While the medical benefits of hot and cold spas and steam baths have been widely debated over the years, there is no denying it simply feels great to spend time in a hot tub or sauna. It is even better if a soak or steam bath can be followed with a plunge in a chill pool.

Constructors of aquatic environments have the luxury of building pools and spas that closely regulate the temperature of the body of water. In modern times, the natural environment does not limit designers and builders; they have several options to help clients enjoy the benefits of hot- and cold-water therapy.

Determining water temperature

The main use of a body of water typically determines its water temperature. While the figures below offer a general use guideline, they are debatable and will vary from facility to facility.

  • Chill pools: 10 to 13 C (50 to 55 F);
  • Competitive pools: 25 to 28 C (78 to 82 F);
  • Recreational pools: 28 to 30 C (82 to 86 F);
  • Therapy pools: 30 to 35 C (86 to 94 F); and
  • Hot tubs: 38 to 40 C (101 to 104 F) (spas are generally regulated not to exceed 40 C; in some jurisdictions limited to 39 C [102 F]).

This article will focus on the two temperature extremes among the aforementioned pool options: therapy and chill pools.

Therapy pools

Therapy pools are often shallow and may contain a movable floor; the water temperature is often elevated to a very comfortable 31 C (88 F). A common theme in therapy pools is to eliminate the use of traditional chlorine. Salt water, mineral water or combinations of UV and ozone are used to condition the water. Advanced therapy pools incorporate massage jets, movable floors, acrylic viewing panels, natural water chemistry and stable, but relatively high water and room temperatures. Massage jets are also often part of the system.

■ ABOUT THIS TASK ■
Answer these questions from the article on pool water temperatures:
(a) What Celsius range does it give for competitive pools?
(b) What does it say therapy pools use to condition the water instead of traditional chlorine?
(c) Which two pool types does it say it will focus on?

■ Records from a data source ■

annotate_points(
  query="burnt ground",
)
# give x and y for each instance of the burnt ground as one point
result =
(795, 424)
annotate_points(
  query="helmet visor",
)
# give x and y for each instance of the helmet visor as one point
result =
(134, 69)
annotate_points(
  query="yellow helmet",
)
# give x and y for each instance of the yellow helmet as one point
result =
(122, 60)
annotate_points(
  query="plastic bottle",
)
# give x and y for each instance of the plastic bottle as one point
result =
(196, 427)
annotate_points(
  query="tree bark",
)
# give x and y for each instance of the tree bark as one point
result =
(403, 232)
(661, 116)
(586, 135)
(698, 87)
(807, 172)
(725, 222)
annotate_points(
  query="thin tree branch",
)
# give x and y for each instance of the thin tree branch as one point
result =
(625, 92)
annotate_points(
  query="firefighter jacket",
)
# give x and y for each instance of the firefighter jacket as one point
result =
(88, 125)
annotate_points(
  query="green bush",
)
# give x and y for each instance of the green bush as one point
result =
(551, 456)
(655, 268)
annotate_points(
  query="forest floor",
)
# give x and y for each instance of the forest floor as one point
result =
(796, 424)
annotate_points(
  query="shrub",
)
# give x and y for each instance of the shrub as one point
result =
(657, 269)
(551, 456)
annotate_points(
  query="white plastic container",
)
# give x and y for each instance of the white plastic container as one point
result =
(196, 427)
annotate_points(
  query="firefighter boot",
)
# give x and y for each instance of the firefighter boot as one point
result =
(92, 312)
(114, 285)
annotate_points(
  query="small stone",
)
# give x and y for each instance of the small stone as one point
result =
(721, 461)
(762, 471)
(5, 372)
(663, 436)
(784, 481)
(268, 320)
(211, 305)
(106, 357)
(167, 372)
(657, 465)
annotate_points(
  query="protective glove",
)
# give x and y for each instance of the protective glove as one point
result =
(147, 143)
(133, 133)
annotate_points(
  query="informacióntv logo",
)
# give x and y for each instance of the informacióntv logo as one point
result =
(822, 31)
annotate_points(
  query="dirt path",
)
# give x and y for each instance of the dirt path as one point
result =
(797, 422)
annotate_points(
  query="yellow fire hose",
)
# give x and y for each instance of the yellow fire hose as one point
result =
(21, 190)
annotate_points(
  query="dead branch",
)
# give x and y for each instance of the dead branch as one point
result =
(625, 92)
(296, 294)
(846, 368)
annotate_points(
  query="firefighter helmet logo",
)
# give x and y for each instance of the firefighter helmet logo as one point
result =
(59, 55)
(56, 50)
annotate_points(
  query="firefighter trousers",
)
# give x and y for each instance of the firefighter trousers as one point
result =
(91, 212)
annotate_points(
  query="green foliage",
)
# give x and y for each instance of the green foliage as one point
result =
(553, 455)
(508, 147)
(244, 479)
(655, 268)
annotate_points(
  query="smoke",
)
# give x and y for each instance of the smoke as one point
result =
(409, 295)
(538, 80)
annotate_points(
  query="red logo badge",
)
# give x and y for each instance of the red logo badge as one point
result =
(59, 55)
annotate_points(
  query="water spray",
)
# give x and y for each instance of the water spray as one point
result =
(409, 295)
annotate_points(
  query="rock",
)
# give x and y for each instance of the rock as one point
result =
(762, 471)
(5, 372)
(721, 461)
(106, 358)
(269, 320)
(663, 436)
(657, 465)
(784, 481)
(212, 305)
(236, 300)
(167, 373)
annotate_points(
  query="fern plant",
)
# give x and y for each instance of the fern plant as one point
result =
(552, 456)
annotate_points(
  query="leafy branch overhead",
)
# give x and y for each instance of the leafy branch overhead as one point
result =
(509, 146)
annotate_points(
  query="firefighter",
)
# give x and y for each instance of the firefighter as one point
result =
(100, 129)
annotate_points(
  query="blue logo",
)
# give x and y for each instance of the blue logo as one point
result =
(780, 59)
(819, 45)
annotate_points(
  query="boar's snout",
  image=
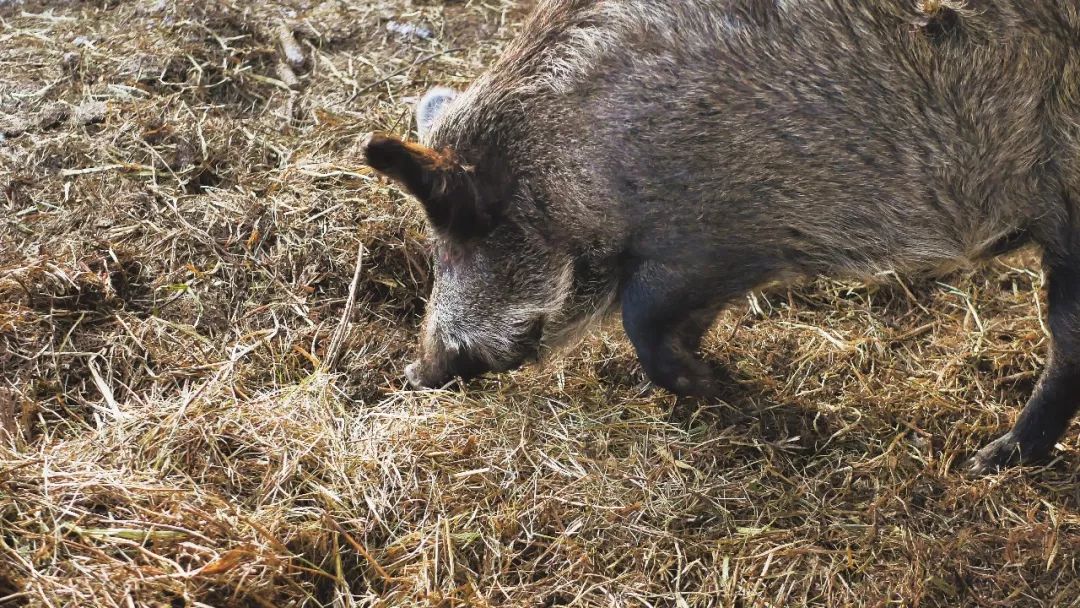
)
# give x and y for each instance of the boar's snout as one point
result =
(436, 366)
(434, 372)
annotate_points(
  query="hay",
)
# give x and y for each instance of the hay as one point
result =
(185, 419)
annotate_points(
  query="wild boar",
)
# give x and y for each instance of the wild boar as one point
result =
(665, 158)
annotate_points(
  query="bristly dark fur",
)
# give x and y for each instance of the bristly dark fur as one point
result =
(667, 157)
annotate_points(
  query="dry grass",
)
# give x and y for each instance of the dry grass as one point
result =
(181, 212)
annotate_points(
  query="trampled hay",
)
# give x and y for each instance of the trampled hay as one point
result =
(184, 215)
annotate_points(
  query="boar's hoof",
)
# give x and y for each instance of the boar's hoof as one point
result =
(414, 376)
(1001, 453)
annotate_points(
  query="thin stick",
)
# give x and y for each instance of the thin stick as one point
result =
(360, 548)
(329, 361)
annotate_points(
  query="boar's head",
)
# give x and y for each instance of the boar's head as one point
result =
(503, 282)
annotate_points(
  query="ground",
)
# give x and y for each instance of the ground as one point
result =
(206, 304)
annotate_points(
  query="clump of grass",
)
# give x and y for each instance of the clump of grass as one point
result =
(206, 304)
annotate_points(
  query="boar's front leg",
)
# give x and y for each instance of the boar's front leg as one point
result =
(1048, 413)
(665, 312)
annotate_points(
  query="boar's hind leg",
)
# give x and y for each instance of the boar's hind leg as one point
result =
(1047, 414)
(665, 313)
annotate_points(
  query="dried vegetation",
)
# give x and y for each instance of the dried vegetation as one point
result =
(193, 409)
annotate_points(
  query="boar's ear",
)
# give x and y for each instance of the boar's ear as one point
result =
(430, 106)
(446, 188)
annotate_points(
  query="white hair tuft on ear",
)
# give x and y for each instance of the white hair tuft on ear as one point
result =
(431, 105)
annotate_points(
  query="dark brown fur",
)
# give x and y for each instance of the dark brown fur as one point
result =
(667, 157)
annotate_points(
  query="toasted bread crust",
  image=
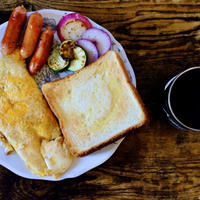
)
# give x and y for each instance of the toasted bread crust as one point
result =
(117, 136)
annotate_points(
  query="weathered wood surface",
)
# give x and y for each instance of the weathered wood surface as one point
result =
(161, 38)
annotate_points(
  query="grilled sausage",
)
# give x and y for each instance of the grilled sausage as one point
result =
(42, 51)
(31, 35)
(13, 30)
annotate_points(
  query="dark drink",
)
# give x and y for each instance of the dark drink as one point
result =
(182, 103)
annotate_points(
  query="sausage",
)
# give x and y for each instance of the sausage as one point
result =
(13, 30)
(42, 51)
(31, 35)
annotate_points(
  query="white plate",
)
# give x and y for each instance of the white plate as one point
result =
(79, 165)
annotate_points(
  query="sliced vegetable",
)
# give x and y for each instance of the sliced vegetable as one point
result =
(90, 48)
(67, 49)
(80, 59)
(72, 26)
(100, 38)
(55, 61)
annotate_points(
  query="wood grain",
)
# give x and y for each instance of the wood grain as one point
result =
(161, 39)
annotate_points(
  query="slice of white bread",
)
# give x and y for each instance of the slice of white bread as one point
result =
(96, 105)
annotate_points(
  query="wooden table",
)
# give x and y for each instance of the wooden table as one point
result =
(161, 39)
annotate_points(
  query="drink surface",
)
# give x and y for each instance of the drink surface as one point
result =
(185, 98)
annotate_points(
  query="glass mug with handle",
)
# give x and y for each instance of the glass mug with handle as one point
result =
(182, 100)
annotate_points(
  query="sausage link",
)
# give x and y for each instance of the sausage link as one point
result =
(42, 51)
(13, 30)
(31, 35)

---

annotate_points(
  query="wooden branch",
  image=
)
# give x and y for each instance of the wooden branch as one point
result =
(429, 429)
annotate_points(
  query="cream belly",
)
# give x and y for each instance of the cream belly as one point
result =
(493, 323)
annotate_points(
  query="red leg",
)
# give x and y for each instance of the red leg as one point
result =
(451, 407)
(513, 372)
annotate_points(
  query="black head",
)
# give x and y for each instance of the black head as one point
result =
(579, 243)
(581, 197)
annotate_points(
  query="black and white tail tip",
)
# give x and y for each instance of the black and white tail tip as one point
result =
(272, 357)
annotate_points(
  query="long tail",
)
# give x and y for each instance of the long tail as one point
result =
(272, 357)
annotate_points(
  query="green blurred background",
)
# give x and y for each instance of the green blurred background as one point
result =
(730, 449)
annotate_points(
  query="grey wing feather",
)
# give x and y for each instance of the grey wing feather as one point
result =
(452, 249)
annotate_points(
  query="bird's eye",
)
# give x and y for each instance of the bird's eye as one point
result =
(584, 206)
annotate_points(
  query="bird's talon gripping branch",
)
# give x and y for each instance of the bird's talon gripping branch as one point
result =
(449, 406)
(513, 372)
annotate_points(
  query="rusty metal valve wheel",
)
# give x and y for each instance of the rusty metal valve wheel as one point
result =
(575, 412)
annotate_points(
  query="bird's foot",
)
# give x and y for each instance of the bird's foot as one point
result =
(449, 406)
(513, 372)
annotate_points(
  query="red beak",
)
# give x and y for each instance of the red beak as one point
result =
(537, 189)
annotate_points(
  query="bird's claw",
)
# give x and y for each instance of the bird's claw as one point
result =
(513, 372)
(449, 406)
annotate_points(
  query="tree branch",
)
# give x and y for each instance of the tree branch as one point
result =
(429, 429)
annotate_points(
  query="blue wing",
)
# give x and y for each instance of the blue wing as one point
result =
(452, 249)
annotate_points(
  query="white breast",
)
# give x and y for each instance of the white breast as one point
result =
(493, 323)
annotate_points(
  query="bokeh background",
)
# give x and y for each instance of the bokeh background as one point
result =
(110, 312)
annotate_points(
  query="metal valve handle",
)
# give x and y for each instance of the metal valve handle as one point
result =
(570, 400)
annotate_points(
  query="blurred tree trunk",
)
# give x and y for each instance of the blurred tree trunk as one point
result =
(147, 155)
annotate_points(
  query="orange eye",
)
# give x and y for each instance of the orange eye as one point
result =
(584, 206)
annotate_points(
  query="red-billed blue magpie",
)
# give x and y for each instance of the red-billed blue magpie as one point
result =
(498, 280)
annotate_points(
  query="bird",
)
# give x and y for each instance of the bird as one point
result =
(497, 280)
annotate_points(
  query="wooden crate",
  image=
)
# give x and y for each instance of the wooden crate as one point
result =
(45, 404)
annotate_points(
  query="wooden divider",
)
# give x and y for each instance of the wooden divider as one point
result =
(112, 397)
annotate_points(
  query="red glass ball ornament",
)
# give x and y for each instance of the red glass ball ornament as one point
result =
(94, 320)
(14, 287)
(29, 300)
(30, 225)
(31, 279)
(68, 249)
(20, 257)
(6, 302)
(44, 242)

■ OUTPUT FOR THIS TASK ■
(a) 25 to 28 C.
(b) Salt water, mineral water, or combinations of UV and ozone.
(c) Therapy pools and chill pools.